TEXT SECTION
····················

We have found them to be the absolute best shingle on the market. We also get a GREAT deal on them. Sometime's we will install the new OC shingles. These are also a great holder in the Wyoming wind!

We are having the Malarkey rep to our shop to give the guys an orientation. It really isn't a certification rather an overview of how they prefer you install their material. 

Sometimes I think I sound like Charlie Browns teacher. Waa, Waa, Waa. My guys standing there looking at me:blink:. At least now they will see where the information comes from. Granted we install above and beyond any manufacturer recommendations or ICC. I think it will give them a base to learn from. More importantly they can hear it from the manufacturer themselves then expand on it.


----------



## Pie in the Sky

LCG said:


> We are having the Malarkey rep to our shop to give the guys an orientation. It really isn't a certification rather an overview of how they prefer you install their material.


 
Is Dave C. Still Repping them???

I like Malarkey too. You just dont see them down here. I have also seen a total failure but they stepped up and covered total replacement. Ive heard other negatives too but it was here say and you hear that about everyone.


----------



## LCG

Pie in the Sky said:


> Is Dave C. Still Repping them???
> 
> I like Malarkey too. You just dont see them down here. I have also seen a total failure but they stepped up and covered total replacement. Ive heard other negatives too but it was here say and you hear that about everyone.


Does he rep. Montana and Northern Wyoming or the Sounthern region of WY?

I think the Southern guy is named Dave. I also believe the one of the northern guys out of OR or WA is also named Dave?:blink: 

To make a long explanation even longer. No, I don't deal directly with him. I have met both but have been working with a guy named Jason for the last two years. They just put another guy in for the northern region who seems pretty cool as well. 

To complicate it further... The person coming to the orientation is from S. Dakota! :wallbash:

Here in Wyoming we take what we can get. They pretty much call each other and see who's "Passing Throuugh". The unlucky candidate gets the gig.:laughing:


----------



## Pie in the Sky

Dave Ciani is from SD. Jason may be one of his employees.. Good guys... Good Luck!


----------



## 1985gt

Good to hear about Malarkey they will for sure be on the list when it comes time to do my house.

So LCG when was the last time you traveled to Nebraska? :laughing:


----------



## LCG

1985gt said:


> Good to hear about Malarkey they will for sure be on the list when it comes time to do my house.
> 
> So LCG when was the last time you traveled to Nebraska? :laughing:


Well, there was that stripper in Sidney....:whistling:

Still gives me the itch thinking about it!


----------

····················

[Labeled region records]

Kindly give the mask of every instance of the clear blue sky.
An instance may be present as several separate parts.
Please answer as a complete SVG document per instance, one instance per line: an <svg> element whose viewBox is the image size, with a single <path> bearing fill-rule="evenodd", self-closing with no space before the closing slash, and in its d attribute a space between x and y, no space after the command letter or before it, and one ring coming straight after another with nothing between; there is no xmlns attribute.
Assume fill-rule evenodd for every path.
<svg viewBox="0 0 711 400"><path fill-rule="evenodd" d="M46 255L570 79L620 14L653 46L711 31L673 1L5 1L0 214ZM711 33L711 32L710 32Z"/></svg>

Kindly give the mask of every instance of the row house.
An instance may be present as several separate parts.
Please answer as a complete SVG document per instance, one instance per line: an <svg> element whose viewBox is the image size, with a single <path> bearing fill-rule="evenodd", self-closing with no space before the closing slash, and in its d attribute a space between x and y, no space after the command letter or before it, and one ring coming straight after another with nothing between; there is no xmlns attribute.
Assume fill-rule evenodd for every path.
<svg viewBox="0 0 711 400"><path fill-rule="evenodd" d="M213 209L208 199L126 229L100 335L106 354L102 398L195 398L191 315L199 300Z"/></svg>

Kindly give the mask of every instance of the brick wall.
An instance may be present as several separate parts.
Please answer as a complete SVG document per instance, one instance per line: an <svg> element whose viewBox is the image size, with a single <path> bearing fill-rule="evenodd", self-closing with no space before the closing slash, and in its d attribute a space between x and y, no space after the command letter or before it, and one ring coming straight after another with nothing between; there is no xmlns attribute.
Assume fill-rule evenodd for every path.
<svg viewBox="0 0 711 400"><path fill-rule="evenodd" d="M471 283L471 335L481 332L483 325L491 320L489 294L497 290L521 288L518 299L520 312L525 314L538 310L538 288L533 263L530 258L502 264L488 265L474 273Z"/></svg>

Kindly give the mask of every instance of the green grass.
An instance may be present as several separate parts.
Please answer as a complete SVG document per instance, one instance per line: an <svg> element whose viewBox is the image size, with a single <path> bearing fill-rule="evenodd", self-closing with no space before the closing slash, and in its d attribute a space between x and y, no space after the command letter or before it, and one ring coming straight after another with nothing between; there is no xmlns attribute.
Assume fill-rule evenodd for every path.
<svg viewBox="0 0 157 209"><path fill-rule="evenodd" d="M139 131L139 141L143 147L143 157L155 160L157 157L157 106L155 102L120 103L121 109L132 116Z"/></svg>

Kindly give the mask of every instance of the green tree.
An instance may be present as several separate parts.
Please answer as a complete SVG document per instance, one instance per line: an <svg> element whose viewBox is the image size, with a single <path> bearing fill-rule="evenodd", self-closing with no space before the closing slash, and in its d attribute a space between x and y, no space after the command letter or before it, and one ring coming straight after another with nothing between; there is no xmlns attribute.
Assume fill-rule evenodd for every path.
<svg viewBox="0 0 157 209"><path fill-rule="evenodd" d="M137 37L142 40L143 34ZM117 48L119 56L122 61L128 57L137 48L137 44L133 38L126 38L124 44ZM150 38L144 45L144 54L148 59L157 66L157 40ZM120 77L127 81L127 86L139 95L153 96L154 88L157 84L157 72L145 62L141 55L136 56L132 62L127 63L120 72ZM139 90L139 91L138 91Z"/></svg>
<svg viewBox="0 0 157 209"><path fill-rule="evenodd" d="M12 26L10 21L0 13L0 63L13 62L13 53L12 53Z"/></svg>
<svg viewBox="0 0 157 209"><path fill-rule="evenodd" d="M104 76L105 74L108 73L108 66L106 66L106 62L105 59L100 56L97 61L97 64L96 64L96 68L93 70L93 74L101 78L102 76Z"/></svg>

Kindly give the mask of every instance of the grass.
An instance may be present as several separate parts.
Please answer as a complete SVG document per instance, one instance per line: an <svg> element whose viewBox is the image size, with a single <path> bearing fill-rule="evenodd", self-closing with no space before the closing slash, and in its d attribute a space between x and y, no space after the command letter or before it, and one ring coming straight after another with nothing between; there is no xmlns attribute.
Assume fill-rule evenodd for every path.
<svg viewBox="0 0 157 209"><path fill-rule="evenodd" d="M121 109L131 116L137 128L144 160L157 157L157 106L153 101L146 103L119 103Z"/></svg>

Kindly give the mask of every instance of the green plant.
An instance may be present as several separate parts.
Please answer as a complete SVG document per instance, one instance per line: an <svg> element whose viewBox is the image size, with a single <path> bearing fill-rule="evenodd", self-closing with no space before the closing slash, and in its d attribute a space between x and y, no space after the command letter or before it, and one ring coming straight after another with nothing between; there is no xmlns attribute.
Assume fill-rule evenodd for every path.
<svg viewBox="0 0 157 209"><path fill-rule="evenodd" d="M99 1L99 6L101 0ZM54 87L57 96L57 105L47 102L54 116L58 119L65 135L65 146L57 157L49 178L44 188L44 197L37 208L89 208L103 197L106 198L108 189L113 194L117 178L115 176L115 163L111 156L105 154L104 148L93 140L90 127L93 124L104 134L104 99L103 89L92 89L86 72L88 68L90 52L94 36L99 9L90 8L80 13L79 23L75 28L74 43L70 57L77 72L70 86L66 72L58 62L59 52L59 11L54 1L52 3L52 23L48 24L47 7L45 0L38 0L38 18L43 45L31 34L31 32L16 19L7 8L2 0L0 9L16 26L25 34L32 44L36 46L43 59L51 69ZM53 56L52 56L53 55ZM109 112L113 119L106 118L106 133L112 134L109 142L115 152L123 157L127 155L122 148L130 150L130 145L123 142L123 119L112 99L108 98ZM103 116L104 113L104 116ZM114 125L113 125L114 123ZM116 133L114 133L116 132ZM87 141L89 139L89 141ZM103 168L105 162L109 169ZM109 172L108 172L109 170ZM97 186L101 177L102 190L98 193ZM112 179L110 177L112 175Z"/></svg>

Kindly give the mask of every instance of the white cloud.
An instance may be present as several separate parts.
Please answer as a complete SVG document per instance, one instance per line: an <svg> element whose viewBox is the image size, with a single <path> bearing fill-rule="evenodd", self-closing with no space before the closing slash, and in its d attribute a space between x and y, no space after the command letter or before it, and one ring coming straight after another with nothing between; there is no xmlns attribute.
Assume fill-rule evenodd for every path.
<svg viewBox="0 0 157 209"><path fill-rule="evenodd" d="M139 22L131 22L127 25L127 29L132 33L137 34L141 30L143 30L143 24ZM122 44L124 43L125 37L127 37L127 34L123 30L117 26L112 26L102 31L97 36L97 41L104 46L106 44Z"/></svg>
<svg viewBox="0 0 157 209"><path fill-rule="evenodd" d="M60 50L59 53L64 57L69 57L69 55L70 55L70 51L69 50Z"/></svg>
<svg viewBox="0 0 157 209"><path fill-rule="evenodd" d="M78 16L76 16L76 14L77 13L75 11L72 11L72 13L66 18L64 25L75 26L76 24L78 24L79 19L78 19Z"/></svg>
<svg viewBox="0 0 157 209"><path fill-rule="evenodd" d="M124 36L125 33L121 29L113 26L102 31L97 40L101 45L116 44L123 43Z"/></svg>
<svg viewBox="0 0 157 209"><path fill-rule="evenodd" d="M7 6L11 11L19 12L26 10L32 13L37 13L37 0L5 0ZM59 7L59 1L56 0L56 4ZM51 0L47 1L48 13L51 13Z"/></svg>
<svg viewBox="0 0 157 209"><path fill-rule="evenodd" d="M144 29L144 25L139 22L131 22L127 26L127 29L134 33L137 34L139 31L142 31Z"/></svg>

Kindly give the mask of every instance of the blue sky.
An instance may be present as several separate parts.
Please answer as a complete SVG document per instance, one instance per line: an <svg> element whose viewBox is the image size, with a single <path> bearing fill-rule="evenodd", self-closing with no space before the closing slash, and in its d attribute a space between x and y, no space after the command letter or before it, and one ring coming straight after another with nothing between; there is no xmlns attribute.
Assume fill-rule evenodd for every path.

····················

PROBLEM DESCRIPTION
Repeat the part of the roofing forum thread from "To make a long" to "cool as well." word for word.

OUTPUT BELOW
To make a long explanation even longer. No, I don't deal directly with him. I have met both but have been working with a guy named Jason for the last two years. They just put another guy in for the northern region who seems pretty cool as well.